§ Material to process:
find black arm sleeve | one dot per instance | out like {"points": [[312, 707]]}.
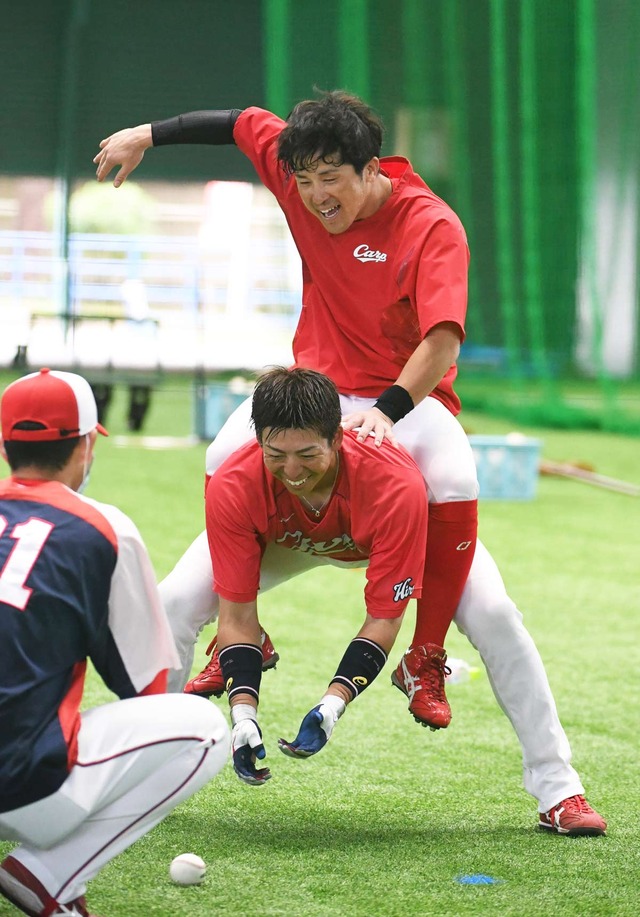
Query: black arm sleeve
{"points": [[211, 127]]}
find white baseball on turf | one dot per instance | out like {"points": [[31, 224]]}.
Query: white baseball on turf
{"points": [[188, 869]]}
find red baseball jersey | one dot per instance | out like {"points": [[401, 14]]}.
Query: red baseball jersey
{"points": [[371, 293], [377, 512]]}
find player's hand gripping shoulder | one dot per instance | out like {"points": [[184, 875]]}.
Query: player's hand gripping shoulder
{"points": [[371, 423], [315, 729], [125, 149], [246, 746]]}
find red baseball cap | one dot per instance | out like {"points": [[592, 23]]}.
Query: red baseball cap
{"points": [[62, 402]]}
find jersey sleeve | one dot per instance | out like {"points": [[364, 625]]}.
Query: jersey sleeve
{"points": [[140, 646], [234, 543], [442, 275], [256, 133]]}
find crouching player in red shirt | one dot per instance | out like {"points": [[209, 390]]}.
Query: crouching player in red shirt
{"points": [[305, 493]]}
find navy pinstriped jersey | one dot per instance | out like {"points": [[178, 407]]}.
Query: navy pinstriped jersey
{"points": [[75, 583]]}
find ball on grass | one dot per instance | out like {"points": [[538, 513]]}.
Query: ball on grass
{"points": [[187, 869]]}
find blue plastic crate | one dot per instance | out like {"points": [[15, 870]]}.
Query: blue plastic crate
{"points": [[214, 402], [508, 466]]}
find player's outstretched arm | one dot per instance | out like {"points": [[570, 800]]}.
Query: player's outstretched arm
{"points": [[364, 658], [246, 745], [126, 149], [315, 729]]}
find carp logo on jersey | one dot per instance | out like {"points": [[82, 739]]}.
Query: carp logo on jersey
{"points": [[365, 254], [403, 590], [297, 541]]}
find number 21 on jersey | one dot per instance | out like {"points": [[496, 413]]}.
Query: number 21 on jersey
{"points": [[29, 537]]}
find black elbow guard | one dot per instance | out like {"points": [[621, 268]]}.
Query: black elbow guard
{"points": [[210, 127], [361, 663], [241, 665]]}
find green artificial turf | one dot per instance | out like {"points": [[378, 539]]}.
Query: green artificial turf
{"points": [[388, 817]]}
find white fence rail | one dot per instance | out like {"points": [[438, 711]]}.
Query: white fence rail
{"points": [[143, 303]]}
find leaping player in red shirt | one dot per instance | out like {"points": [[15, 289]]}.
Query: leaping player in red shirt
{"points": [[384, 264]]}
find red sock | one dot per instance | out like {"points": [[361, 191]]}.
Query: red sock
{"points": [[451, 542]]}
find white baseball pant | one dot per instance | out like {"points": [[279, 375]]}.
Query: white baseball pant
{"points": [[137, 760], [486, 615]]}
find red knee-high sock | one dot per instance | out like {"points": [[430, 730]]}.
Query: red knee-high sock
{"points": [[451, 542]]}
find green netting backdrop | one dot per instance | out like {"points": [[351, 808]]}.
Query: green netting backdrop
{"points": [[523, 114]]}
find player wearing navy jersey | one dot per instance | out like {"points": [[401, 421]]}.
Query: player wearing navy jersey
{"points": [[308, 493], [77, 584]]}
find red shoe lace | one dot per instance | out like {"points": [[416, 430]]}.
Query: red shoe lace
{"points": [[433, 671], [209, 650], [577, 805]]}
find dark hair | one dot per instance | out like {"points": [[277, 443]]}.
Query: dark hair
{"points": [[295, 399], [48, 455], [337, 127]]}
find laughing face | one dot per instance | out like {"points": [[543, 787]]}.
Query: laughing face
{"points": [[336, 195], [303, 461]]}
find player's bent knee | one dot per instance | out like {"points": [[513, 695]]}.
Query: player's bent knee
{"points": [[486, 620]]}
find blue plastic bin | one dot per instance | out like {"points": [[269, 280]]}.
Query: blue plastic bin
{"points": [[508, 466]]}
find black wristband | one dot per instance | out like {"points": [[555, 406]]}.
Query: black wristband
{"points": [[211, 127], [395, 403], [360, 665], [241, 665]]}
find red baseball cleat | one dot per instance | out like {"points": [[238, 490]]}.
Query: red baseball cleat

§ The problem: Restate each line of the material word for word, skipping any picture.

§ Result:
find black arm sleeve | one dot per instance | out like {"points": [[312, 707]]}.
Query: black arm sleeve
{"points": [[211, 127]]}
find white baseball on turf | one dot per instance | out like {"points": [[31, 224]]}.
Query: white baseball on turf
{"points": [[188, 869]]}
find red baseball jersey | one dot per instance | out like {"points": [[401, 14]]}.
Query: red baseball jersey
{"points": [[371, 293], [377, 512]]}
find player's hand gripping shoulder | one dot per instance | out like {"points": [[184, 875]]}.
Query: player's hand gripping shoulder
{"points": [[371, 423], [315, 729], [125, 149], [246, 746]]}
find red baseball cap | one dot per instance | out like {"points": [[592, 23]]}.
Query: red baseball cap
{"points": [[62, 402]]}
find jersey sleeve | one dot per instance | out like {"points": [[364, 625]]}.
Query: jersey sleeve
{"points": [[140, 646], [234, 543], [442, 275], [256, 133]]}
find crouching player in red shirt | one dot per instance | out like {"points": [[209, 390]]}.
Query: crouching player in red shirt
{"points": [[305, 493]]}
find navy pinstriped jersey | one dot per instance | out like {"points": [[178, 407]]}.
Query: navy pinstriped jersey
{"points": [[75, 583]]}
find ball on grass | one dot per instance | out like {"points": [[538, 513]]}.
Query: ball on grass
{"points": [[187, 869]]}
find blue plastic crate | one dot per instance | out like {"points": [[15, 870]]}.
Query: blue plastic crate
{"points": [[214, 402], [508, 466]]}
find player's outstretched arm | one dot per instance | out like {"points": [[570, 800]]}.
Query: player's outstretched arm
{"points": [[364, 658], [246, 745], [126, 149], [315, 729]]}
find carp logo on jersey | one dot per instance | out like {"points": [[82, 739]]}.
Query: carp logo on jersey
{"points": [[365, 254], [403, 590], [297, 541]]}
find number 21 on jersey | one dot per instance | out like {"points": [[496, 413]]}.
Query: number 21 on jersey
{"points": [[29, 537]]}
find black elbow guard | one dot per instance | out like {"points": [[621, 268]]}.
Query: black elbow guard
{"points": [[210, 127], [361, 663], [241, 665]]}
find green artificial turf | one dot per instance | out like {"points": [[378, 539]]}.
Query: green artificial turf
{"points": [[388, 817]]}
find white fence rail | one dot per instance | out like {"points": [[438, 711]]}.
Query: white fence rail
{"points": [[143, 303]]}
find leaping player in red shirt | one dot per instance | out like {"points": [[15, 289]]}.
Query: leaping player in red shirt
{"points": [[384, 264]]}
find red sock | one dot per instance | out like {"points": [[361, 191]]}.
Query: red sock
{"points": [[451, 542]]}
find white baseball pant | one dot per instance | out like {"points": [[279, 375]]}.
Query: white baseball pant
{"points": [[137, 760], [486, 615]]}
find red knee-high sock | one dot per instance | out like {"points": [[430, 730]]}.
Query: red knee-high sock
{"points": [[451, 542]]}
find green netting backdrop | one dot per instance | out like {"points": [[351, 808]]}.
Query: green netting backdrop
{"points": [[523, 114]]}
find player wearing navy jersey | one dot per instance | out like {"points": [[401, 421]]}.
Query: player wearing navy jersey
{"points": [[308, 493], [77, 584]]}
find red shoe lace | one dot per instance | out like {"points": [[416, 430]]}.
Query: red shoe lace
{"points": [[433, 671], [209, 650], [577, 805]]}
find dark hair | one dot per instance | out like {"points": [[277, 443]]}.
Query: dark hair
{"points": [[295, 399], [48, 455], [337, 127]]}
find laughing face | one dot per instance | out like {"points": [[543, 787]]}.
Query: laughing face
{"points": [[336, 195], [303, 461]]}
find player's bent knee | one dot per instance | out like {"points": [[513, 695]]}.
Query: player's bent knee
{"points": [[486, 620]]}
find blue plastic bin | one dot per instance | out like {"points": [[269, 280]]}.
Query: blue plastic bin
{"points": [[508, 466]]}
find black wristband | one dot per instance | out like {"points": [[555, 406]]}.
Query: black wristband
{"points": [[211, 127], [395, 403], [360, 665], [241, 665]]}
find red baseball cleat | one dot per instance | out like {"points": [[238, 490]]}.
Query: red baseball cleat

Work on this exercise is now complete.